*RECORDS SHOWN:*
>>>>
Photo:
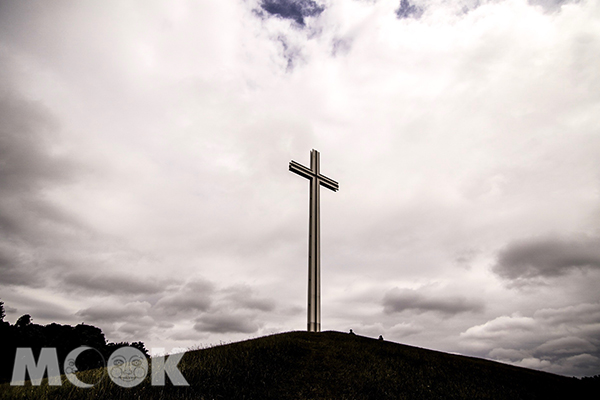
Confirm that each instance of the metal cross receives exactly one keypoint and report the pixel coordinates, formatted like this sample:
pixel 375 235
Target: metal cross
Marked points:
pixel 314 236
<<<<
>>>>
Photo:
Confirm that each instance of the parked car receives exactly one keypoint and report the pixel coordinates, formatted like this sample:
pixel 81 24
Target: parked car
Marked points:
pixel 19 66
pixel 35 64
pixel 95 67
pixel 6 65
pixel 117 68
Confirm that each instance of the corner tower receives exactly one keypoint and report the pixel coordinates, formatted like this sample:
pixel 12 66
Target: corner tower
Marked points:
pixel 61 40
<<<<
>>>>
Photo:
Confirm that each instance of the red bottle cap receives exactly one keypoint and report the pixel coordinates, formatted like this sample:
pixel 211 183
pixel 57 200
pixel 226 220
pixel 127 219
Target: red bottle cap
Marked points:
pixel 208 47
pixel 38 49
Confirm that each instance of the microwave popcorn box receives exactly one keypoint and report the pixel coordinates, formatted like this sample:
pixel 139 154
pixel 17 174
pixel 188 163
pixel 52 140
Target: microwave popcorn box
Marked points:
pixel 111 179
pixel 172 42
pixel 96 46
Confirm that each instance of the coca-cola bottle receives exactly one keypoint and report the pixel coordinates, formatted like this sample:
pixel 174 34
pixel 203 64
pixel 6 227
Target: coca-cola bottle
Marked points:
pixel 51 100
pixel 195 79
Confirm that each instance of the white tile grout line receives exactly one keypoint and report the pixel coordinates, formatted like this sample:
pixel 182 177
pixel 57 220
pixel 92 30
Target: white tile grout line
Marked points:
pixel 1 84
<<<<
*DIRECTIONS:* All lines above from the one holding "pixel 127 219" to the one holding "pixel 188 163", inclusive, are to be copied exactly; no other line is wanted.

*RESPONSE TO THE EXERCISE:*
pixel 127 219
Target: red bottle cap
Marked points:
pixel 208 47
pixel 38 49
Confirm that each instance of the microwave popcorn box receives exactly one keypoint and report the pixel coordinates, formatted like this sample:
pixel 139 154
pixel 17 174
pixel 188 163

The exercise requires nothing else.